# What you need to do:
Write out the passage on opportunities for PC CDS from "Below, we describe" to "by the authors.", word for word.

Below, we describe the 7 opportunities identified by a multi-disciplinary group of clinical, patient, federal, EHR developer, and academic stakeholder participants for activities to advance PC CDS. The opportunities were refined and summarized by the authors.

Gather patient-contributed data and create meaningful feedback loops between patients and clinicians

Participants emphasized the importance of creating meaningful feedback loops between patients and their care teams to drive patient engagement in PC CDS and continuous improvement within a Learning Health System. They acknowledged the positive impact of policy levers such as value-based care, which strives to deliver high quality care for reasonable costs and is measured by outcomes most relevant to the patient.⁶ In addition, there are more digital tools available for patients to share health information outside of clinical settings. When patients provide data and/or express preferences, care teams need to view, integrate, and act on this information to ensure patients feel heard, respected, and cared for to promote trust in PC CDS.²⁵ The PC CDS community could undertake pilot studies assessing how to integrate PC CDS into patient lifeflows and clinician workflows and assess what is needed to create and sustain these feedback loops.

Participants acknowledged the broader challenges within the current health care landscape to incentivize clinicians to close the loop on patient data, preferences, and questions, including lack of time for clinicians to use patient-contributed data in care; clinician concerns about the volume of patient-provided information; and lack of best practices for presenting patient-contributed data and preferences in a meaningful way for clinicians.²^,²⁶ For patient-reported outcome measures that use structured surveys, some participants advocated for more free text options that capture richer contextual information on patient’s lives, while others cautioned against this so that patient data can be standardized and integrated into clinician workflows. The PC CDS community could explore and develop best practices for visualizing patient-contributed data in ways that are actionable and facilitate clinician decision-making. For instance, some evaluations have shown clinicians’ preferences for graphs or tables with statistical summaries; however, best practices for summarizing qualitative data are not yet established.²⁷ Additionally, dashboards that incorporate patient-generated health data provide ways for clinicians to quickly review and identify patients who need attention, yet they are often accessed outside of the EHR. Finding ways to fully integrate this data into the EHR could provide efficiencies that potentially impact the care patients receive.

Develop new workflows, policies, and procedures for PC CDS

The variable volume and frequency of patient-generated health data poses a unique challenge to health care systems. Participants highlighted several areas as being high priority for new workflows, policies, and procedures, including:

When and how to incorporate patient preferences and goals into decision-making. The extension of PC CDS outside of the clinic and into the patient lifeflow expands the opportunity to incorporate patient-generated health data, patient-reported outcomes, patient preferences, and goals into the decision-making process.
How to monitor and manage patient-contributed data outside of routine hours of operation. New workflows and policies will be needed to triage and act upon potentially life-threatening conditions identified through patient data received between patient visits and outside of regular office hours. Some health care systems have established their own triage teams and others have opted to work with third-party remote patient-monitoring companies that offer services for patients with connected medical devices.¹⁰
How to manage large volumes of patient-contributed data. High volumes of patient-contributed data, especially physiologic data from remote devices, presents significant challenges for data integration and display within EHRs. Guidelines will be needed to determine the best methods and tools for visualizing patient-contributed data and how they can be effectively summarized and integrated into clinician workflows.

# Data:
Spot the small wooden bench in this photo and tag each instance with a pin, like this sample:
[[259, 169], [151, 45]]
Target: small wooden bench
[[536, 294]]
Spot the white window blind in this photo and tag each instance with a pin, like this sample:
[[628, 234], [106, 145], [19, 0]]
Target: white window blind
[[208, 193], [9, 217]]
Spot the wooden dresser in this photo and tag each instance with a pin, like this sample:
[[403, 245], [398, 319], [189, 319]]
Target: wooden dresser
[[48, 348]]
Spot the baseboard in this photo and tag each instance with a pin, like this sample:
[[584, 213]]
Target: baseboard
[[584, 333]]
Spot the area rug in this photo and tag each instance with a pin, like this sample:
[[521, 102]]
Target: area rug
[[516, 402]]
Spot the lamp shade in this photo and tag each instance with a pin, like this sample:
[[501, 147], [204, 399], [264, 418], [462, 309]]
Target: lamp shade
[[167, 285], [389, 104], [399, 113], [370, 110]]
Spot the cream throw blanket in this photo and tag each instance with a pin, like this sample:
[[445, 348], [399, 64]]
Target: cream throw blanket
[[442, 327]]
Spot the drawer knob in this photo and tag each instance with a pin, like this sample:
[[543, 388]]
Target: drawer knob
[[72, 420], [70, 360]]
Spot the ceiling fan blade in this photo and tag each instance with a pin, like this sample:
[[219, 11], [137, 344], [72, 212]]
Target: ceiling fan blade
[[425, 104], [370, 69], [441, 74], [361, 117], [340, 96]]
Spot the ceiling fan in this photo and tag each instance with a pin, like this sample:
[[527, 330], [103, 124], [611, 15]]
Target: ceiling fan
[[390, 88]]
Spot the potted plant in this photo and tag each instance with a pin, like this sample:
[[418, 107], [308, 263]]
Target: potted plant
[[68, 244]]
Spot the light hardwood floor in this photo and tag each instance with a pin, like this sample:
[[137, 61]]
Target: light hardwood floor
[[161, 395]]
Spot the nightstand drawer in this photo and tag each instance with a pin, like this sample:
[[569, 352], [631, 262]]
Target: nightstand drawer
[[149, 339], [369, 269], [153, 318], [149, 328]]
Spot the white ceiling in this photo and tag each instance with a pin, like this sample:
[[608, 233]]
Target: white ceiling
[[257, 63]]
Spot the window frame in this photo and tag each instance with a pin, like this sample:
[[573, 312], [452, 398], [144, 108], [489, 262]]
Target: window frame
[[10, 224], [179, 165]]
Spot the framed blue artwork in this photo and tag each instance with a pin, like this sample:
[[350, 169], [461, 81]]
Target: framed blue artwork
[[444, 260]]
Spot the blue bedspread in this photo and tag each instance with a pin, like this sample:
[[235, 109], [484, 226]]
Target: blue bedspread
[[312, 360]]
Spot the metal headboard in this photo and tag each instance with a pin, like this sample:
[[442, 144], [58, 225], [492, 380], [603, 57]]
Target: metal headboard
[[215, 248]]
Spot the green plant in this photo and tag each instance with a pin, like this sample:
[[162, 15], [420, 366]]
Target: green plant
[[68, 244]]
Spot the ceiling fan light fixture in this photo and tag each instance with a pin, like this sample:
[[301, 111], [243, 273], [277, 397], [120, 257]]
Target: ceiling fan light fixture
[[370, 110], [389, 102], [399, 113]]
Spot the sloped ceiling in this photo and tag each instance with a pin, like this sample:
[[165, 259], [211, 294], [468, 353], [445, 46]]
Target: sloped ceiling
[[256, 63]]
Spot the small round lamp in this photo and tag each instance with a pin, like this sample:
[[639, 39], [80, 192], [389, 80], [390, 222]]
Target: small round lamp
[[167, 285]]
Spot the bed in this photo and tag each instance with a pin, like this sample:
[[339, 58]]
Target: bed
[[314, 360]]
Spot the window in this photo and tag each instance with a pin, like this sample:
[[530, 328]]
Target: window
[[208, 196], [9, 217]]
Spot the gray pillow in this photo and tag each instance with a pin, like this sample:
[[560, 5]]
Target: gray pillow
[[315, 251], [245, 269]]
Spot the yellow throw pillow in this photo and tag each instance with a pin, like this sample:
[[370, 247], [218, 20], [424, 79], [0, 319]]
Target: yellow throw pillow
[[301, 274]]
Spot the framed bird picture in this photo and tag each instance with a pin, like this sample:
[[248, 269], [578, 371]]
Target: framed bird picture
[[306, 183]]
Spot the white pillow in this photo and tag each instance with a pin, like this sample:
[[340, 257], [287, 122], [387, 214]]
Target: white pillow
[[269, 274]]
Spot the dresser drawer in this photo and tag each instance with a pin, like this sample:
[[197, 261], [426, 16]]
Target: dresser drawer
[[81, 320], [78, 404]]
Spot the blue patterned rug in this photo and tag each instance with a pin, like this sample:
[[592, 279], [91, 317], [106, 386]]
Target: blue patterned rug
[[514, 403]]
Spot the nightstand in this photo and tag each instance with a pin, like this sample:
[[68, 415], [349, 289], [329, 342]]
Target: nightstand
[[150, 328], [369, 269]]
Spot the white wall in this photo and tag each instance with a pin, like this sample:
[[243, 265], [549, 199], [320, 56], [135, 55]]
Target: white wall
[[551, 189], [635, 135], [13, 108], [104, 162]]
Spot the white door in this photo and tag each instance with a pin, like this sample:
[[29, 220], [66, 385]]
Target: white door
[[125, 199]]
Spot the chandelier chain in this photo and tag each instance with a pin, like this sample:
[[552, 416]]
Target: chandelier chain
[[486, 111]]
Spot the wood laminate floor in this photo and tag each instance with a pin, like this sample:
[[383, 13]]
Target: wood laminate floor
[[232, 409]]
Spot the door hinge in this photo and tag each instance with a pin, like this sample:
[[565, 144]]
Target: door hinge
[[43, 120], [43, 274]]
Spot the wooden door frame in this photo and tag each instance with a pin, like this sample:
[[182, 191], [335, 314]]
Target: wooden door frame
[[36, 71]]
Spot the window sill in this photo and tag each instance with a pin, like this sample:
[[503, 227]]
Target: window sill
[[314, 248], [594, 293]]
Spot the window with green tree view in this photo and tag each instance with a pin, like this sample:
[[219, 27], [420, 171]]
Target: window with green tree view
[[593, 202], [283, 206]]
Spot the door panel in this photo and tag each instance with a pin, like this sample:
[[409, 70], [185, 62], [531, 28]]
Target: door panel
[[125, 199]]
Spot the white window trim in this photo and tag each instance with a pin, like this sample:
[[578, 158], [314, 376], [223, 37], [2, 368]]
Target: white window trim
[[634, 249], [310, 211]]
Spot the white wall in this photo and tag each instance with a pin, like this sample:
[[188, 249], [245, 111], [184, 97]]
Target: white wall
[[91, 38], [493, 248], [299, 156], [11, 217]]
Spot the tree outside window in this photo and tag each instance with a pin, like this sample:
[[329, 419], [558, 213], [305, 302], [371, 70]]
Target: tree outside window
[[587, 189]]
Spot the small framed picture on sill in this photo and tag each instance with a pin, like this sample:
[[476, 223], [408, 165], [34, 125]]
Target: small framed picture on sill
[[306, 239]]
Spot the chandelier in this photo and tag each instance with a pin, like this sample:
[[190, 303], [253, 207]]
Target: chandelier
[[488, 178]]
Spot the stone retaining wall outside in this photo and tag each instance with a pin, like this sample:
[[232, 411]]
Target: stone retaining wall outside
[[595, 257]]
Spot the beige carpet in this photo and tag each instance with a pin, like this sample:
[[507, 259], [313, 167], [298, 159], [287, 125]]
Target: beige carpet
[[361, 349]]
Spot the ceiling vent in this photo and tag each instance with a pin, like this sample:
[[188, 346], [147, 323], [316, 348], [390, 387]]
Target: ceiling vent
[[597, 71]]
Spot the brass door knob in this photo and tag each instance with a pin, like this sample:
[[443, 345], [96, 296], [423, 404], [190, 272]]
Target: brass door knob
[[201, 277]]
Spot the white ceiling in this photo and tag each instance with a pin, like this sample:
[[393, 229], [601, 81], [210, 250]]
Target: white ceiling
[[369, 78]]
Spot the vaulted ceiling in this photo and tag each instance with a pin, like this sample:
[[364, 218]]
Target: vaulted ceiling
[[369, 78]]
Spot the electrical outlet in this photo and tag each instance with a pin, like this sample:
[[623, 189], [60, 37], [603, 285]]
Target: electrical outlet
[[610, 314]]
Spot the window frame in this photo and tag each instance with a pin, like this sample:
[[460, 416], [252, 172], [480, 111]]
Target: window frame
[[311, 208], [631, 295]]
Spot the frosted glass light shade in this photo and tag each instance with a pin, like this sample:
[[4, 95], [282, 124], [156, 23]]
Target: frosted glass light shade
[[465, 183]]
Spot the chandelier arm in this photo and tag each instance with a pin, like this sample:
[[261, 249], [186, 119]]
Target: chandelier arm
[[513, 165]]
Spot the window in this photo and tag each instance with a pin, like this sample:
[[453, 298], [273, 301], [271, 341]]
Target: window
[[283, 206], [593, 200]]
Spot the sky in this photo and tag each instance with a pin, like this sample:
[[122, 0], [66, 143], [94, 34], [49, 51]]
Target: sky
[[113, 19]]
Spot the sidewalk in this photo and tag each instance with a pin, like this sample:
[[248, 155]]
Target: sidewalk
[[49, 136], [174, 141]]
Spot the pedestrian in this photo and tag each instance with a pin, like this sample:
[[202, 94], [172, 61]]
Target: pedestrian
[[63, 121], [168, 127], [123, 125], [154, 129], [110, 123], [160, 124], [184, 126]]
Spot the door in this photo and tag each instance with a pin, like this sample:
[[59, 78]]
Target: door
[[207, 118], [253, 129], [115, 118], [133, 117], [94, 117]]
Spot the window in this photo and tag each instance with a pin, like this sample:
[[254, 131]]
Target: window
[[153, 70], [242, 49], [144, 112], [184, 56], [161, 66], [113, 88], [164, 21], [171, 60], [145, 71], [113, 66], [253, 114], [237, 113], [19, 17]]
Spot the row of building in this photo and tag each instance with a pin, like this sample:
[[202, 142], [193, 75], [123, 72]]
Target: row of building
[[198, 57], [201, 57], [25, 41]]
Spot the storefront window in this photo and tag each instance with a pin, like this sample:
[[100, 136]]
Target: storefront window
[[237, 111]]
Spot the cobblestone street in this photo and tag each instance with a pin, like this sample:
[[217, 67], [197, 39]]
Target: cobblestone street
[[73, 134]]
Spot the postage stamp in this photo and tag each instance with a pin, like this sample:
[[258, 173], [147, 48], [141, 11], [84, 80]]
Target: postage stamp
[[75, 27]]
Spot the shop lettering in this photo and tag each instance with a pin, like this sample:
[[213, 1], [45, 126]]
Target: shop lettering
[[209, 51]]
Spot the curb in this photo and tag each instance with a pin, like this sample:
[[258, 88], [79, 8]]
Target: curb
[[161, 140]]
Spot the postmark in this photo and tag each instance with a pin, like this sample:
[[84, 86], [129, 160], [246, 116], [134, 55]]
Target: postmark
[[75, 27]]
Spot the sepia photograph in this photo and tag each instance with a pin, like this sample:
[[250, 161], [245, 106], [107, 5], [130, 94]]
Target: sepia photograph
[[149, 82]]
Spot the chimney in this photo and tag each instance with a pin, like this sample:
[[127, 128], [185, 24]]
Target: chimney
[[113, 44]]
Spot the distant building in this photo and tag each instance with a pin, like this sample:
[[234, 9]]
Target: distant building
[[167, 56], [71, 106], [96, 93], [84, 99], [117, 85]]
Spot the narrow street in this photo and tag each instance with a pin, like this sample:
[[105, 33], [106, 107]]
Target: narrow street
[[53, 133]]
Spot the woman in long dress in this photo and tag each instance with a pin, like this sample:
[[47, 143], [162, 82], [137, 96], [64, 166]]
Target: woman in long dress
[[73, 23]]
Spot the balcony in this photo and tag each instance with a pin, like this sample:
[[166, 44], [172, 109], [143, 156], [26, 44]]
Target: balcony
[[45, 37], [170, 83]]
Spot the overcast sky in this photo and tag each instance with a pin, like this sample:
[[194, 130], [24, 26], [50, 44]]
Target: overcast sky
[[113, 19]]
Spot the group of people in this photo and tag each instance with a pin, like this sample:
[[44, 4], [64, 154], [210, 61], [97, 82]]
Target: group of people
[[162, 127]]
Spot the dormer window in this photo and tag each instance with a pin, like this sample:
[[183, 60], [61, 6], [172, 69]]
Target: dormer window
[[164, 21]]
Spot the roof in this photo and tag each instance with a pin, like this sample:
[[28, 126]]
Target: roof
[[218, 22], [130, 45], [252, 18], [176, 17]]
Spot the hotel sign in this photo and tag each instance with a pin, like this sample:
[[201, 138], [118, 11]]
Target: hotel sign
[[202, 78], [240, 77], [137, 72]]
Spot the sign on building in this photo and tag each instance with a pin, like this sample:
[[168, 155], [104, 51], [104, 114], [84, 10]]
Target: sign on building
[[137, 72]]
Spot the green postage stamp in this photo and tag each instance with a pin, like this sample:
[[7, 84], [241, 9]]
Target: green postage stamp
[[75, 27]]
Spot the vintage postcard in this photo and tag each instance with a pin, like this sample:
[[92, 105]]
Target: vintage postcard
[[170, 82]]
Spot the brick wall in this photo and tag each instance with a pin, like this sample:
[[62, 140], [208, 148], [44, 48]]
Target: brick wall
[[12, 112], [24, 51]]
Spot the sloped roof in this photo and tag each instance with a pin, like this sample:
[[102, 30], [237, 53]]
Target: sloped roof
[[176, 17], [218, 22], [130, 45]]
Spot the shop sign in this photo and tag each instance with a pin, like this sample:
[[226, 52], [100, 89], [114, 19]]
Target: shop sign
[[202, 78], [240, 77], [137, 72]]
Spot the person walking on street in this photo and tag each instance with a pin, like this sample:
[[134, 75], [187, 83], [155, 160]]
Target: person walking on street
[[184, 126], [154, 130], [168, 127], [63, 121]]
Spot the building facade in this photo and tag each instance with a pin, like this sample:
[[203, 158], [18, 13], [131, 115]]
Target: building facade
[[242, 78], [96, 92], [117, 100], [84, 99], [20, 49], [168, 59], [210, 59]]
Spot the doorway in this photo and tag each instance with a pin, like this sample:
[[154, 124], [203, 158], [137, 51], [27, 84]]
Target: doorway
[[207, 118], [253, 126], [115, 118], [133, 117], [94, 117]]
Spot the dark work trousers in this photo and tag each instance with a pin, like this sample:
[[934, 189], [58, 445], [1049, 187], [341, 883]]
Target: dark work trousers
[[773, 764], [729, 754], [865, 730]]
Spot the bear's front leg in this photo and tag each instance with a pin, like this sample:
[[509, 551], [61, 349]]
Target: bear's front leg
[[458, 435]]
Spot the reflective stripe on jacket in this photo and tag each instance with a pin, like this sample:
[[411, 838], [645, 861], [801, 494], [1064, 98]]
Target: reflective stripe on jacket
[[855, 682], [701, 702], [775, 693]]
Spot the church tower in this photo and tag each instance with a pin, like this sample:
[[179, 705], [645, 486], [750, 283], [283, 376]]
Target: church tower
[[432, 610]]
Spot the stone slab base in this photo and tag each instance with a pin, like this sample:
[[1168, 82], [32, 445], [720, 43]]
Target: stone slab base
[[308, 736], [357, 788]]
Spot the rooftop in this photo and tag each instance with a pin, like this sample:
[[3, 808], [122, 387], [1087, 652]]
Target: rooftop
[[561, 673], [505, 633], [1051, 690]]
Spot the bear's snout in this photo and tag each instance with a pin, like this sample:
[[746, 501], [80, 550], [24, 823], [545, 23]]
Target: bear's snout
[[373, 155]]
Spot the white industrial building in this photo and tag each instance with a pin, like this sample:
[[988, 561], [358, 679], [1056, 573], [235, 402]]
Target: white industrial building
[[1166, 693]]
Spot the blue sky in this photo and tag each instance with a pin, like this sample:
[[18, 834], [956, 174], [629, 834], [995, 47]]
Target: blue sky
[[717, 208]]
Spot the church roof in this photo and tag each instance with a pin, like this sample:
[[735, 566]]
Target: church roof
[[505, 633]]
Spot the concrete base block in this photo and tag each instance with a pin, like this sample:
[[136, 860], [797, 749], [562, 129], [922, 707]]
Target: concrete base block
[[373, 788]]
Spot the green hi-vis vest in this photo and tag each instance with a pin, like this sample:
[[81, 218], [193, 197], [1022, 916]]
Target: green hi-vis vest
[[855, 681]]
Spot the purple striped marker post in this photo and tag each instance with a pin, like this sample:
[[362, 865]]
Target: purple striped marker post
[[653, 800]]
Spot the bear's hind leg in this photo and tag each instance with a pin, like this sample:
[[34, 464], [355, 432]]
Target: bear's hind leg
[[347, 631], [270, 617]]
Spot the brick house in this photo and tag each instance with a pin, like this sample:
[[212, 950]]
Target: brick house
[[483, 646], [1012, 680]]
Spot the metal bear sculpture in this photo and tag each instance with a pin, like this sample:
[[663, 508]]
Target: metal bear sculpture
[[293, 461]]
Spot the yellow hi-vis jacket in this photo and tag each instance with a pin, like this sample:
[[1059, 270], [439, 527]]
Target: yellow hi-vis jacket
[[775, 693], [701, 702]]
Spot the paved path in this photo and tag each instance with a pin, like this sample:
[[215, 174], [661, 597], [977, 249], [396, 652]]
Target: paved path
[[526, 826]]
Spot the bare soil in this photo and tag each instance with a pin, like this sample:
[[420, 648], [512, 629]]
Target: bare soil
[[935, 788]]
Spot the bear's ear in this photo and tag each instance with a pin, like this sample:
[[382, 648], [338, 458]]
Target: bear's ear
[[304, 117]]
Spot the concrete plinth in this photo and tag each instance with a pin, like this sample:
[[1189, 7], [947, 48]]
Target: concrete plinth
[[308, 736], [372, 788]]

# Answer below:
Below, we describe the 7 opportunities identified by a multi-disciplinary group of clinical, patient, federal, EHR developer, and academic stakeholder participants for activities to advance PC CDS. The opportunities were refined and summarized by the authors.